Do this: Each record must be reproduced exactly as it is shown.

** BEGIN Supplied records **

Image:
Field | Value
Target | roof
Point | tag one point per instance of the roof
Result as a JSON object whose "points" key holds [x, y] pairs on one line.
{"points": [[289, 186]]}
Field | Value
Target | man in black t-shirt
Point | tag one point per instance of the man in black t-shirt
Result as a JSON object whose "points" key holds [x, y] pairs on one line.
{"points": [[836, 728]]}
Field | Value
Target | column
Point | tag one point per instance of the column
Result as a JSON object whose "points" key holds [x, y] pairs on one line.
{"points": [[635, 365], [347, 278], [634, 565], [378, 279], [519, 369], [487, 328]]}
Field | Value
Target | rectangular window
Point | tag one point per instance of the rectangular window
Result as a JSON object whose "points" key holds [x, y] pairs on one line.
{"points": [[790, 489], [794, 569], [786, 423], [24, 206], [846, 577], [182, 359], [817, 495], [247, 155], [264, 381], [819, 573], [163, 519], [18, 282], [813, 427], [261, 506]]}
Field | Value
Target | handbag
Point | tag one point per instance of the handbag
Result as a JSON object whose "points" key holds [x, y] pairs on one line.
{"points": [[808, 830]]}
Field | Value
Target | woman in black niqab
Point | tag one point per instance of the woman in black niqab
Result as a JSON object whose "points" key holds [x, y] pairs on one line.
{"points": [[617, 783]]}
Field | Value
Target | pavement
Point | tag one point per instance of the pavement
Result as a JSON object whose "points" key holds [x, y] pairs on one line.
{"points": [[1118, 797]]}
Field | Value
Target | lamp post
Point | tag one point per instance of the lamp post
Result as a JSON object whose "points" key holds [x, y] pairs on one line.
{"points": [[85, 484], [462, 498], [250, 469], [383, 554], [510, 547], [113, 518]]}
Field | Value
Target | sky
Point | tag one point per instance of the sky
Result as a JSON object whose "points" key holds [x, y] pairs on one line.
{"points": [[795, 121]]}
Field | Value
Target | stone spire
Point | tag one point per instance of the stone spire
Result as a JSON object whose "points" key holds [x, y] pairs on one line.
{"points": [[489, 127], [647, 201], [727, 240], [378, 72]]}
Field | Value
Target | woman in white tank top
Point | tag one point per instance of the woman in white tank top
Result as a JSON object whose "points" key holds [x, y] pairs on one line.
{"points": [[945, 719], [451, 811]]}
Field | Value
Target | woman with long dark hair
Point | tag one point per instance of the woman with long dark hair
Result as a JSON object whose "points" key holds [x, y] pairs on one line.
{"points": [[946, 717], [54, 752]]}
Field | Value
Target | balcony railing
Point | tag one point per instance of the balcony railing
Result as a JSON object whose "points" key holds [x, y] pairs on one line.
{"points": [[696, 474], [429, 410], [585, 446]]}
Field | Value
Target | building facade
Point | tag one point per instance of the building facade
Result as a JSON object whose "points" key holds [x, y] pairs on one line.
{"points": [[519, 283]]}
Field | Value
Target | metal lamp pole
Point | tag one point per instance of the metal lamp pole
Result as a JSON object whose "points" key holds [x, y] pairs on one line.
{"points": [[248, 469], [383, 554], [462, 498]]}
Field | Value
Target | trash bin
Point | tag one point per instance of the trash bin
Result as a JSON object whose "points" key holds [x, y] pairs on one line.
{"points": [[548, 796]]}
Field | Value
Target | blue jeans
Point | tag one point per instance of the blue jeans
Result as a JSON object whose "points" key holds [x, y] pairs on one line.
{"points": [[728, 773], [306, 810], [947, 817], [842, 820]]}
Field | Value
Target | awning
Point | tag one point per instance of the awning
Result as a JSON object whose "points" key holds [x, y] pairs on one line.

** END Supplied records **

Full solution:
Image:
Field | Value
Target | roof
Point | tag one point per instance of the roof
Result as a JSON object whose "points" key holds [x, y] pairs on one line.
{"points": [[289, 186]]}
Field | Value
Target | man in black t-shirt
Point | tag one point per instance of the man in black t-shirt
Result as a JSON object whose "points" key holds [x, y] pairs on one line.
{"points": [[836, 728]]}
Field | Value
Target | column
Point | tag one point per instance of the column
Result as a JSON object whose "points" key holds [x, y] pairs on one line.
{"points": [[635, 365], [347, 278], [634, 565], [378, 279], [519, 369], [487, 328]]}
Field | Value
Target | rectangular window
Point | tag one point per instance of the rectangular window
Result as a JSON object whose "points" key holds [x, y] pairs on one line.
{"points": [[790, 489], [794, 569], [786, 423], [24, 206], [846, 577], [182, 359], [817, 495], [247, 155], [264, 381], [819, 573], [163, 519], [18, 282], [813, 427], [261, 506]]}
Field | Value
Target | handbag
Point | tag one point per instance of the handbag
Result as a JSON object whose "points" key holds [x, y] pairs on one line.
{"points": [[808, 830]]}
Field | Value
Target | woman in black niqab
Point | tag one point per instance of the woman in black niqab
Result as a JSON object whose "points" key holds [x, y] pairs on one line.
{"points": [[617, 783]]}
Field | Value
Target | pavement
Point | tag one point per instance of the pavement
Result as a JSON object whose "points" key holds [x, y] pairs on one line.
{"points": [[1118, 797]]}
Field | Value
Target | lamp post
Point | tag one point per instance of the lamp post
Result as a JSON object whose "points" key holds [x, y] pairs on one line.
{"points": [[85, 484], [462, 498], [250, 469], [383, 554], [510, 547], [113, 518]]}
Field | Value
Target | sky
Point | tag one point per instance of the sky
Result as a JSON object whose "points" key holds [x, y] pairs on one line.
{"points": [[795, 121]]}
Field | Value
Target | stone spire
Point | tag one point per instance of the stone spire
Result as a JSON object whose "points" key holds [x, y] pairs on one line.
{"points": [[489, 127], [647, 201], [727, 240], [378, 72]]}
Field | Value
Target | woman in white tank top
Point | tag one point per instance of the woman in white tank top
Result as a JSON object whose "points" key holds [x, y] pairs on one line.
{"points": [[945, 719], [451, 811]]}
Field | Value
Target | woman with long dark hair
Point | tag one point per instance of the woman with long dark hair
Result as a JSON object whose "points" key holds [x, y] pairs on one line.
{"points": [[946, 717], [54, 752]]}
Field | Value
Target | balcony railing
Point | tag one point per instance of the balcony railing
Result as a JSON object whose "points" key holds [x, y] pairs on one line.
{"points": [[696, 474], [429, 410], [585, 446]]}
Field | Value
Target | building facade
Point | tag one point per instance of the building facade
Result as a JSON object whose "points" key holds [x, y] pairs on one line.
{"points": [[519, 283]]}
Field | Value
Target | metal lamp pole
Point | tag one point per instance of the metal lamp pole
Result as a JSON object whose "points" key holds [x, y] pairs on one line.
{"points": [[248, 469], [383, 554], [462, 498]]}
Field | Value
Target | trash bin
Point | tag one point per instance of the trash bin
Result as a JSON object whose "points" key holds [x, y] pairs on one line.
{"points": [[548, 796]]}
Field | Value
Target | blue jeans
Point | tag one point per instance of the blue jeans
Result as a JSON object whose "points" key holds [x, y] pairs on one line.
{"points": [[728, 773], [306, 810], [947, 817], [842, 820]]}
Field | Value
Target | awning
Point | tag one point per instance of the awning
Result as a JSON object whose "points" key holds [x, y] pairs on one line.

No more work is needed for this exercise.